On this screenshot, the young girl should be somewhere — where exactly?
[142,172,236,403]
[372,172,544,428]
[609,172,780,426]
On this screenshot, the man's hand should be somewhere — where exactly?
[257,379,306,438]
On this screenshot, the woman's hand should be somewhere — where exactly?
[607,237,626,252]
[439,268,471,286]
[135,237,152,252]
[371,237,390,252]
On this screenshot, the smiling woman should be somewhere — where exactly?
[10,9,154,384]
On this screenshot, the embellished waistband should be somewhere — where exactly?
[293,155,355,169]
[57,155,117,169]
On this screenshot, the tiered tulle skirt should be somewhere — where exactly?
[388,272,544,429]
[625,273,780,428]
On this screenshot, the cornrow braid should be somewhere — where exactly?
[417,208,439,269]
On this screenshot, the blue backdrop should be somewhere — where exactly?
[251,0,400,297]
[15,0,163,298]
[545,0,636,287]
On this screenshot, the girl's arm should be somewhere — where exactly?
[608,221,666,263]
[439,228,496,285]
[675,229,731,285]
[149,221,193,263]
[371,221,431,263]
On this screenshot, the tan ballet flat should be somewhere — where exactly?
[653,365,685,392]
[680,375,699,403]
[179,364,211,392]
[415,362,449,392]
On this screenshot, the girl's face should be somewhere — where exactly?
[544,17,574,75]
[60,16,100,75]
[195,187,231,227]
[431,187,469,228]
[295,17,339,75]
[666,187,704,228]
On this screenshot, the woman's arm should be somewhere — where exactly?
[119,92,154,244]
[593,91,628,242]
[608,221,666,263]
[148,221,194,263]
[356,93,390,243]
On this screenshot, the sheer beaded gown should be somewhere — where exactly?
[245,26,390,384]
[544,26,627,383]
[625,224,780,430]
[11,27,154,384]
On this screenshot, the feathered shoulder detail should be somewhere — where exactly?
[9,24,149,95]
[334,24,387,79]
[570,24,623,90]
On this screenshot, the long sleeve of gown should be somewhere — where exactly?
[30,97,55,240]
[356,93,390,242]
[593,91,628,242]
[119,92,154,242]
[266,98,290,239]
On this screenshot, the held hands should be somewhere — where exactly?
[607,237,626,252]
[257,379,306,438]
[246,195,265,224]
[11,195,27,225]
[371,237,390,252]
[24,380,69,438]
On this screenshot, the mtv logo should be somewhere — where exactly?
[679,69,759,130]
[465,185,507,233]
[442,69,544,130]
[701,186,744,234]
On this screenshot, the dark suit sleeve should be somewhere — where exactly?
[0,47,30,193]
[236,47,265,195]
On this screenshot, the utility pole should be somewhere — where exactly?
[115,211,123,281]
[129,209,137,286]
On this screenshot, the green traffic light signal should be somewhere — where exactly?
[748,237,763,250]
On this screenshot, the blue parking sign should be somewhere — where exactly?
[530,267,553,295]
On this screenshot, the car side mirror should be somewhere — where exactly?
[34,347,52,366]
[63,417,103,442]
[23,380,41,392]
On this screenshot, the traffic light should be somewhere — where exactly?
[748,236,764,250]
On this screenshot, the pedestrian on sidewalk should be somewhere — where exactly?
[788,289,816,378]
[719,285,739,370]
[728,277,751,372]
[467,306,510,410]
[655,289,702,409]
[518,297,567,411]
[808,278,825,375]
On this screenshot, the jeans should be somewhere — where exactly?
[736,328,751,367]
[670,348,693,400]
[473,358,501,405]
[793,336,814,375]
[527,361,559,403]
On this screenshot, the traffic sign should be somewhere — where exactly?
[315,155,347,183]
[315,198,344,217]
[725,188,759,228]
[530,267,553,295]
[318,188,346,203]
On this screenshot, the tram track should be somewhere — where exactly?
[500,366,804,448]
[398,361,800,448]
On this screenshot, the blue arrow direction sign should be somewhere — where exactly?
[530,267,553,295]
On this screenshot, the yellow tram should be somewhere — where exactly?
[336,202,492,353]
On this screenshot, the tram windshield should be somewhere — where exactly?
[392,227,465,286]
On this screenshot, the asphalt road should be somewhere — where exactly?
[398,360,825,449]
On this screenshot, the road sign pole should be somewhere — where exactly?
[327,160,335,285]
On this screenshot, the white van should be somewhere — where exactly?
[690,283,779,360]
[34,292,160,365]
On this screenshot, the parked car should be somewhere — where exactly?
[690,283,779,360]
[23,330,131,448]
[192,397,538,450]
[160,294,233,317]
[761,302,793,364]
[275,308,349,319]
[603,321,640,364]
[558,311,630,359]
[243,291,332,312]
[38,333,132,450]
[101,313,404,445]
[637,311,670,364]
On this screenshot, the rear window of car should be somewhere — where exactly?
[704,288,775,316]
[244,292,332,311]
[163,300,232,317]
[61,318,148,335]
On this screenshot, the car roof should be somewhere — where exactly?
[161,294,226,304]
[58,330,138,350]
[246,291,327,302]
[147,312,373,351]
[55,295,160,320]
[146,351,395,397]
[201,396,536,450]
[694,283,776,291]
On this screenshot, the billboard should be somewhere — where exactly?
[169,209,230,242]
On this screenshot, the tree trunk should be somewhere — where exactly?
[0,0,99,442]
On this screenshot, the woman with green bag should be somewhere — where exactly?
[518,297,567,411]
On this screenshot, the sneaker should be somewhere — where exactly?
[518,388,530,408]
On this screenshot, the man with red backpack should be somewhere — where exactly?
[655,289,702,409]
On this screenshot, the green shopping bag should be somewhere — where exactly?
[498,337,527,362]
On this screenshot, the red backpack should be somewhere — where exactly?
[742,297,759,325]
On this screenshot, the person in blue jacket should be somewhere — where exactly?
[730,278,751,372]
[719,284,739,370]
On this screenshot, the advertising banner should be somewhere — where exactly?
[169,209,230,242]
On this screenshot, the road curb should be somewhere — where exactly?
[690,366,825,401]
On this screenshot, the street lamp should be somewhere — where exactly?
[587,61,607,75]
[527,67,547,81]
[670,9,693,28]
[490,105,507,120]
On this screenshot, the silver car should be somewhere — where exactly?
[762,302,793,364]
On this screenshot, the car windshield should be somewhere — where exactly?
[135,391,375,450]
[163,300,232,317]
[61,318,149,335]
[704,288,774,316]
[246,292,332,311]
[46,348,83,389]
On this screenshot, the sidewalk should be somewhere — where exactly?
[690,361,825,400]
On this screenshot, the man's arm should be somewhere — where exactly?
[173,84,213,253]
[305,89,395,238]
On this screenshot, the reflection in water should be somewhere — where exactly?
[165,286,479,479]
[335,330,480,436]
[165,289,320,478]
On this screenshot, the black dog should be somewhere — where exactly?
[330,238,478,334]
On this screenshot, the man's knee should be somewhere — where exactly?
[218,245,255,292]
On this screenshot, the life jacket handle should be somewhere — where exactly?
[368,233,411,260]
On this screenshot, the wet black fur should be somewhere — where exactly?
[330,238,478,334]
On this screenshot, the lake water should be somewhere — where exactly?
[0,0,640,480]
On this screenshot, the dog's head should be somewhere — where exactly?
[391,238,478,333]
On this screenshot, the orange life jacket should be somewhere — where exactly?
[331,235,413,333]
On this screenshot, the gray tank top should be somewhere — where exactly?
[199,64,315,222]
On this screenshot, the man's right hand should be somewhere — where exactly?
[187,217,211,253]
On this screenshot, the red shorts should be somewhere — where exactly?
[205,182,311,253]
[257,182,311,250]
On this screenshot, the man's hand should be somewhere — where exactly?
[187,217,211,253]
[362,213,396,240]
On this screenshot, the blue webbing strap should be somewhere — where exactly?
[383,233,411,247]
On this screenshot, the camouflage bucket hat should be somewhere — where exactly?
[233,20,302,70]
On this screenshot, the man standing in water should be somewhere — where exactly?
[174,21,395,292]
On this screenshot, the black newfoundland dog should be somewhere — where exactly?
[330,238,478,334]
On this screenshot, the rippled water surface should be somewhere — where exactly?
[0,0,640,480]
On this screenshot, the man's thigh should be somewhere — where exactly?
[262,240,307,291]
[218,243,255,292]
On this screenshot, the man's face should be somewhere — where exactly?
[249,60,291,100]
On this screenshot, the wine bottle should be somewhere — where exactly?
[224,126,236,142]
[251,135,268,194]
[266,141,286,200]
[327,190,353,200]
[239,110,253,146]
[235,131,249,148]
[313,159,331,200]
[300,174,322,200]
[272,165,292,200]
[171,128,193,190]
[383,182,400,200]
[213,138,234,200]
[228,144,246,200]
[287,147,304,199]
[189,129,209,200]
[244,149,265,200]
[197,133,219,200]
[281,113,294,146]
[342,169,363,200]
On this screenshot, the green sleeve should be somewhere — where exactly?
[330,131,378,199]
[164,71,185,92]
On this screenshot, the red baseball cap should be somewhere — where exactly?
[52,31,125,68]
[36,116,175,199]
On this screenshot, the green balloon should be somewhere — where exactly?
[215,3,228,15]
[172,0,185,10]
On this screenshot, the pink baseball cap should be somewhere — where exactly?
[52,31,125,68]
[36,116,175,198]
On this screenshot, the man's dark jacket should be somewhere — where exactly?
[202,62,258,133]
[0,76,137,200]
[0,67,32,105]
▬▬▬▬▬▬▬▬▬▬
▶ **Aim of the exercise**
Rescale the rows starting at the line that contains "On this screenshot, the blue arrow" and ending at the line that contains "[690,366,825,401]". Write out only those lines, requests included, with each box coordinate in the answers multiplied by 0.55 and rounded to a whole number, halves rounding up.

▶ **Exercise result**
On this screenshot, the blue arrow direction sign should be somewhere — where exactly?
[292,147,304,162]
On this screenshot, the yellow tram should be somewhere — where exactly?
[185,111,271,194]
On this screenshot, the tram windshield should be somewhere — where exactly?
[216,125,256,157]
On this screenshot, the asphalt road should be somewhere — where exactly?
[219,198,454,247]
On this screenshot, the road sign pole should be somewhere — where exactly?
[180,88,184,157]
On this screenshot, the white van should be somewhere — where exactly?
[380,156,428,198]
[19,161,88,201]
On this screenshot, the parked car should be somewhere — where exactly?
[380,156,428,198]
[13,182,72,246]
[106,218,296,248]
[88,162,128,174]
[419,166,436,200]
[151,169,192,175]
[332,177,352,200]
[307,171,347,197]
[134,160,183,172]
[21,183,73,248]
[56,172,222,245]
[350,171,369,200]
On this screenshot, the rear window of car should be somewhere — where exactly?
[387,158,426,174]
[134,161,183,171]
[90,165,128,174]
[34,175,81,184]
On this screenshot, the car roof should be somewhere — where exactly?
[89,162,124,167]
[32,182,76,193]
[135,160,180,166]
[81,172,205,193]
[30,162,88,176]
[80,193,217,218]
[111,218,295,248]
[382,156,427,160]
On this screenshot, the billboard should be somewhere — where exactly?
[93,115,127,133]
On this screenshot, the tree trunk should be somewhere — where exactly?
[0,0,54,243]
On this screenshot, the woman with green bag should be somewhere — where exactly?
[285,163,312,226]
On this screenshot, the sneaker should be somewhere — where exactly?
[285,213,292,224]
On this screenshot, the man with red backpack should be somewhere — where exactly?
[360,159,386,225]
On this screenshot, the green shopping bag should be somewhere — where exactly?
[274,185,290,199]
On this screenshot, the red backpack should be somewhere — where exactly?
[408,163,417,179]
On this screenshot, the person in blue jacket should be somewhere — where exactly?
[402,153,413,205]
[395,156,406,204]
On this screenshot, the advertising banner should be somewhere — where exactly?
[93,115,127,133]
On this screenshot, the road curb should be somewhere — where exactly?
[380,201,454,221]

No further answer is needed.